- _Fonte_:
------
Total de visualizações de página

domingo, 26 de dezembro de 2010

Política mineira Andrelãndia





Andrelândia, onde os grupos políticos dos 'veados' e dos 'caranguejos' dão as cartas.
Plantão | Publicada em 14/08/2010 às 17h35m
Renato Grandelle
Comente




















ANDRELÂNDIA - Entre a Serra da Mantiqueira e a depressão do Rio Aiuruoca esconde-se Andrelândia, reduto mineiro inalcançável para os hábitos de metrópole ou as complexas siglas partidárias. Seus 12 mil habitantes não enxergam tucanos ou estrelas petistas no céu, menos ainda nas urnas. A fauna política local é regida por "caranguejos" e "veados", facções que se revezam no poder e figuram em folclóricas tramas de segregações, casamentos polêmicos e até ruas de calçamento inacabado.
Há algo de conspiratório no reino de cervídeos e crustáceos; ambos respondem em uníssono quando questionados sobre a divisão política da cidade. O discurso oficial é que o controverso bipartidarismo empacou Andrelândia, que só recentemente experimentou algum desenvolvimento.
Mas a rivalidade ainda está à espreita, e se traduz na pintura das casas (azuis e amarelas são de "caranguejos"; vermelhas e brancas pertencem a "veados"). Alguns carros ostentam adesivos da última eleição municipal ("caranguejo sempre" ou "veado de coração"). Os estabelecimentos comerciais aparecem em dupla. Cada facção tem seu posto de gasolina, sua loja de material de construção, sua farmácia, sua agência bancária.
Quando filiados vão à mesma festa, ficam em cantos diferentes; e quando jogam futebol, estão em times adversários. A boataria não poupa os neutros - o padre, dizem, é inclinado à "veadice", e do juiz eleitoral ninguém sabe.
Como todos frequentam o mesmo bar (cujo dono também é uma esfinge política), talvez só a cerveja seja suprapartidária.
------
- _Orientação A_: Transcreva do texto sobre a política de Andrelândia o trecho que começa em "Mas a rivalidade" e vai até "cerveja seja suprapartidária.".
- _Orientação B_: Segundo o texto sobre a política de Andrelândia, de que cores são pintadas as casas dos "caranguejos"?

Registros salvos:
------
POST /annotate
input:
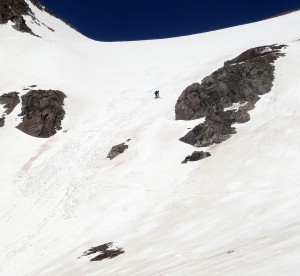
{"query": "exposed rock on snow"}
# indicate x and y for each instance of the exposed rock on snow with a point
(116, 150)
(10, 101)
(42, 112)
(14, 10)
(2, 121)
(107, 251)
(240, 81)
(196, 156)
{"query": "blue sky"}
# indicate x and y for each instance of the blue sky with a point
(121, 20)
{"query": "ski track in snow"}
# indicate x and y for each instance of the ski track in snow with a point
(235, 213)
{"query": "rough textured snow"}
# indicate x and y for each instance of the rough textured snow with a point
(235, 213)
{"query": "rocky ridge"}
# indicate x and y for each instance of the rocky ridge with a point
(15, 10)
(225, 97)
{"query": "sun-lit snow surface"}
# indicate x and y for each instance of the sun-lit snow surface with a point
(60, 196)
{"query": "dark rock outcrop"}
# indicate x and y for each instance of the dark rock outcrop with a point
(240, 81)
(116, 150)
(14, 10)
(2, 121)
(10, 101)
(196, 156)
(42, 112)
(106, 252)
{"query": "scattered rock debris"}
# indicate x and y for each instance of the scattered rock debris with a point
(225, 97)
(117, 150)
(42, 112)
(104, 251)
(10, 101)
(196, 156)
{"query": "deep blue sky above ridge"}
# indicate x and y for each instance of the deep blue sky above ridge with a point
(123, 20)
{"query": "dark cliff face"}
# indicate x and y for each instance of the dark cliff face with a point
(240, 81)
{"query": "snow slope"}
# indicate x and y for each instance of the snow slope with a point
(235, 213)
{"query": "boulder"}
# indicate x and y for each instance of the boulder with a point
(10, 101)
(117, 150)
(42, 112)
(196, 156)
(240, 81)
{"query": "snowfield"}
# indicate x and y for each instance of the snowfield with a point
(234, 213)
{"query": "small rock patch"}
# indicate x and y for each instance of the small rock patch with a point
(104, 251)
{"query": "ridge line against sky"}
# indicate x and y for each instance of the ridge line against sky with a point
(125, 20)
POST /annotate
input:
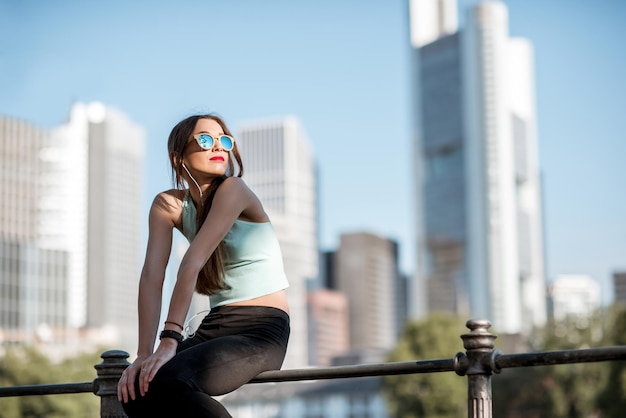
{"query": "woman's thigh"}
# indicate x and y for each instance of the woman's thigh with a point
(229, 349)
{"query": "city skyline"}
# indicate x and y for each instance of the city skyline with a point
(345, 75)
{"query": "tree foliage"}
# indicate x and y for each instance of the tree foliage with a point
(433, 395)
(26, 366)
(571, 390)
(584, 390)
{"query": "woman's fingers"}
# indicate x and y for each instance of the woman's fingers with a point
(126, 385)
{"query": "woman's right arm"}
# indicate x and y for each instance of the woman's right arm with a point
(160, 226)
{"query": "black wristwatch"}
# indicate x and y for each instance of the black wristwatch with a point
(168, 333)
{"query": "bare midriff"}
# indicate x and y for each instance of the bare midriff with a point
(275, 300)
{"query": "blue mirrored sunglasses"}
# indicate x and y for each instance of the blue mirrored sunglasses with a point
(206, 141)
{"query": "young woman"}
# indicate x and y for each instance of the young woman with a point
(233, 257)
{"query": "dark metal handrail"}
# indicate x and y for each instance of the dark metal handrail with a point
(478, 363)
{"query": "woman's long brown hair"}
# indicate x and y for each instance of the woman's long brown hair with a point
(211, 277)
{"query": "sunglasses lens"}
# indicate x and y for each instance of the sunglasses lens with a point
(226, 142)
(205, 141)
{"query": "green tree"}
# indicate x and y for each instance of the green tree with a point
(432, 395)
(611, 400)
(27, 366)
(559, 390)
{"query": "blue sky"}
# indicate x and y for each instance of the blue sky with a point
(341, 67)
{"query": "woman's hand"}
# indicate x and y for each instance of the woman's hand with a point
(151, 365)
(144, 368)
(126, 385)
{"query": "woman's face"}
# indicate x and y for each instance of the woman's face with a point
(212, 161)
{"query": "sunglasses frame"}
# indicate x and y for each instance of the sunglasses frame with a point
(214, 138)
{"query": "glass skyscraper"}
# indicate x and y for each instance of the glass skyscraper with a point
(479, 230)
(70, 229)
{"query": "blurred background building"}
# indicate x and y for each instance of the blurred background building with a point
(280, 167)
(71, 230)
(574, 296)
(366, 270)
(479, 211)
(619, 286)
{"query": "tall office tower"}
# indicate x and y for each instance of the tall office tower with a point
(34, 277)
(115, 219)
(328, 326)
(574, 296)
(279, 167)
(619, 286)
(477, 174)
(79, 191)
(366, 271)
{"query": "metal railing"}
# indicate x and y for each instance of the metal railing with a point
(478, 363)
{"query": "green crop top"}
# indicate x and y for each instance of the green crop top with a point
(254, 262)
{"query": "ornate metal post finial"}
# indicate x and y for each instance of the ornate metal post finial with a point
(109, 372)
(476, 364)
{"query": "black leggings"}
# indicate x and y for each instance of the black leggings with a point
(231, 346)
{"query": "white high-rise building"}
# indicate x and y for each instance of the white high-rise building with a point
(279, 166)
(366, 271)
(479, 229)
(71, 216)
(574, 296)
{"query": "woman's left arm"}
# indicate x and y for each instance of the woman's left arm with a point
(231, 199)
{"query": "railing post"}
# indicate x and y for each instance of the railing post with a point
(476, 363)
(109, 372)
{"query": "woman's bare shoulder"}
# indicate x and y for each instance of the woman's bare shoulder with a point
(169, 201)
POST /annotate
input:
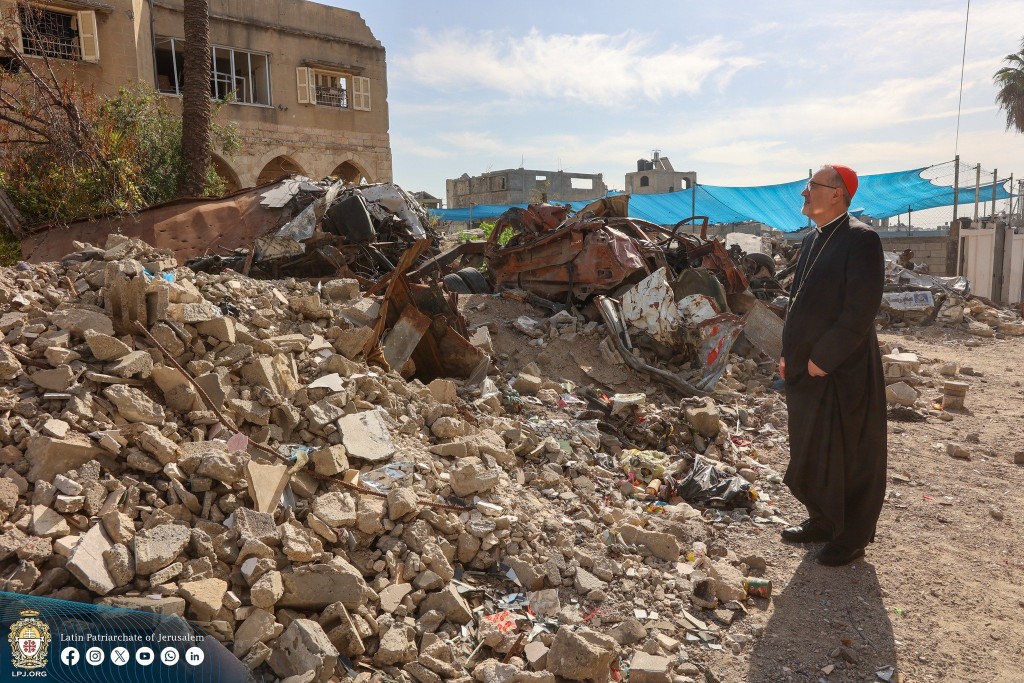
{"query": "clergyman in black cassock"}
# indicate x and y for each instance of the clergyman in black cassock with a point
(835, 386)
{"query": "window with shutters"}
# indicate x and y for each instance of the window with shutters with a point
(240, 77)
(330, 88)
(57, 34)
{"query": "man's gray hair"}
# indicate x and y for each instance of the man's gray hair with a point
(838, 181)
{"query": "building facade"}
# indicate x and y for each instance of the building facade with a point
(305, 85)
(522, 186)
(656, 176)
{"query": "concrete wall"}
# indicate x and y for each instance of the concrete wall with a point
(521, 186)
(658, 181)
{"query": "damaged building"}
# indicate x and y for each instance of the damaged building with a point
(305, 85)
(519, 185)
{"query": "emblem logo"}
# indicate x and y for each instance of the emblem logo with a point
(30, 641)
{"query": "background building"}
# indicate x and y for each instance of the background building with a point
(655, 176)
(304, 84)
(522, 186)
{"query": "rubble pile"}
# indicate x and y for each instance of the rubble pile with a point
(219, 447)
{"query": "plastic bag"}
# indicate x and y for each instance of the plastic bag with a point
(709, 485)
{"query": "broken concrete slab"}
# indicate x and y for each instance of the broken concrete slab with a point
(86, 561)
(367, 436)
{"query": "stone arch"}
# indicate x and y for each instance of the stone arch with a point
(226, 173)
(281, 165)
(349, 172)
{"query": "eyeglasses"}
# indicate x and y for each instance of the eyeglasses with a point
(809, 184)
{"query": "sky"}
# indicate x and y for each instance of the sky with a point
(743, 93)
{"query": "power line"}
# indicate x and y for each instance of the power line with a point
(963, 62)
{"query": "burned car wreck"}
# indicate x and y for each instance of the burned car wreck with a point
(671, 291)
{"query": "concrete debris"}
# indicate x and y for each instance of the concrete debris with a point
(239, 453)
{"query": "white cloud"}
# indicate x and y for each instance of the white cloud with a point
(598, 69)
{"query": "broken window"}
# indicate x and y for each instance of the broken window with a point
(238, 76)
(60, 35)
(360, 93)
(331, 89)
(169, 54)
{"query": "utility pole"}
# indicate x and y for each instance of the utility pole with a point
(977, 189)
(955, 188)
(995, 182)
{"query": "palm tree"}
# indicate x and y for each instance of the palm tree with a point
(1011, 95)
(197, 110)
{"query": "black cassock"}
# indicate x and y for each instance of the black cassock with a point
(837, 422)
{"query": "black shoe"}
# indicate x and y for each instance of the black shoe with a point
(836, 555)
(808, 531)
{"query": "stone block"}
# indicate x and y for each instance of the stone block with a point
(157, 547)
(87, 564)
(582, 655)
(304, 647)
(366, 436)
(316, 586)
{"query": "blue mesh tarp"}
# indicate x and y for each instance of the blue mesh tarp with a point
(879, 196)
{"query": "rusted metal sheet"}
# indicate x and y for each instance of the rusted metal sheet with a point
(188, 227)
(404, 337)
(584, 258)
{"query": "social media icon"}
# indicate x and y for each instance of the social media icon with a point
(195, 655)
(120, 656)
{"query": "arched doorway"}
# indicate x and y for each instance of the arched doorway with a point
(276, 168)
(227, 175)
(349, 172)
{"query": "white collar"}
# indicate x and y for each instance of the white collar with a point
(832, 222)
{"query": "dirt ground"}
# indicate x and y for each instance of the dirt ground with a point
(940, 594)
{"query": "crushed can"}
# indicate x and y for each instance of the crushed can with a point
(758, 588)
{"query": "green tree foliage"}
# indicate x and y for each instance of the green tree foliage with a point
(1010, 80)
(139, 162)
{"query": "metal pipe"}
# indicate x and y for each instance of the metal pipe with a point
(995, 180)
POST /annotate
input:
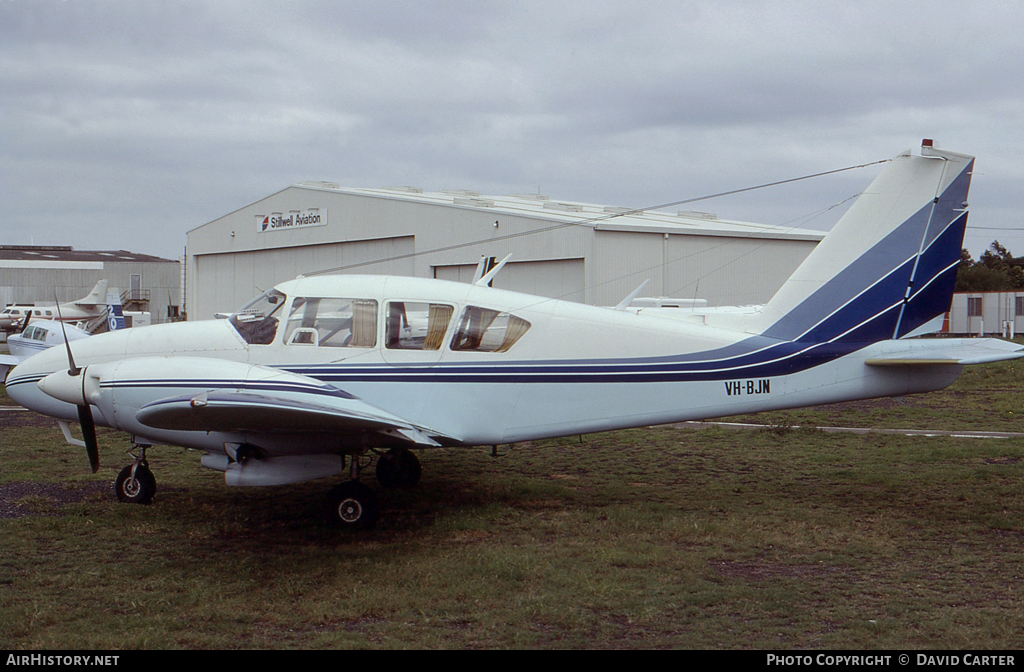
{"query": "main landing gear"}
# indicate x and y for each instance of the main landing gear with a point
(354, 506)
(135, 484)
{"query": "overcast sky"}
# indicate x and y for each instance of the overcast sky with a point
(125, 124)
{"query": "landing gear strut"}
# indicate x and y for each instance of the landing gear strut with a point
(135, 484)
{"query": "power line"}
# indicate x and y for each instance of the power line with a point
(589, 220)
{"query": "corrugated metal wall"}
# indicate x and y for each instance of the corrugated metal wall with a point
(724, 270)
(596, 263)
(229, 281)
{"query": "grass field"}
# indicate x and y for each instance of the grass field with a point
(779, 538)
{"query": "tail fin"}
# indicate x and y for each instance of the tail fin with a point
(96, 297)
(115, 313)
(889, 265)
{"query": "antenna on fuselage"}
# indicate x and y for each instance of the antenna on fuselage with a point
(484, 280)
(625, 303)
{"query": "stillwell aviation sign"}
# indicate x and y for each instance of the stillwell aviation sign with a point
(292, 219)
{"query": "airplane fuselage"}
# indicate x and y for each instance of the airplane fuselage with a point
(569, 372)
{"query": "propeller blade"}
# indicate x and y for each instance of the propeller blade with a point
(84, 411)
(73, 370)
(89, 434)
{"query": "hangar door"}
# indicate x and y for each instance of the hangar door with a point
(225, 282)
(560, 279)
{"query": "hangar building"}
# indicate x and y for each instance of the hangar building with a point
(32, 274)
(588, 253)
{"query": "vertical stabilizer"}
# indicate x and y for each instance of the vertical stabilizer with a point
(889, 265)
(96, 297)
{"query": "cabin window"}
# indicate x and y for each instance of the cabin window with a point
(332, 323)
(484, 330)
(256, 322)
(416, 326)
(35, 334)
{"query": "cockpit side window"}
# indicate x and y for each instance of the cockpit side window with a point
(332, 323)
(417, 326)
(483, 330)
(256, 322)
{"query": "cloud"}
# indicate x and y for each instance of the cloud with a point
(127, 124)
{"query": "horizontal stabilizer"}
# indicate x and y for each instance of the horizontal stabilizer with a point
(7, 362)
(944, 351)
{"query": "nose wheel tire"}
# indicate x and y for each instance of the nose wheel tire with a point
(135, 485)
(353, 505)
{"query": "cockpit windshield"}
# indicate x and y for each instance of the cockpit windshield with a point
------
- _Resposta correta A_:
Mas a rivalidade ainda está à espreita, e se traduz na pintura das casas (azuis e amarelas são de "caranguejos"; vermelhas e brancas pertencem a "veados"). Alguns carros ostentam adesivos da última eleição municipal ("caranguejo sempre" ou "veado de coração"). Os estabelecimentos comerciais aparecem em dupla. Cada facção tem seu posto de gasolina, sua loja de material de construção, sua farmácia, sua agência bancária.
Quando filiados vão à mesma festa, ficam em cantos diferentes; e quando jogam futebol, estão em times adversários. A boataria não poupa os neutros - o padre, dizem, é inclinado à "veadice", e do juiz eleitoral ninguém sabe.
Como todos frequentam o mesmo bar (cujo dono também é uma esfinge política), talvez só a cerveja seja suprapartidária.

- _Resposta correta B_: Azuis e amarelas.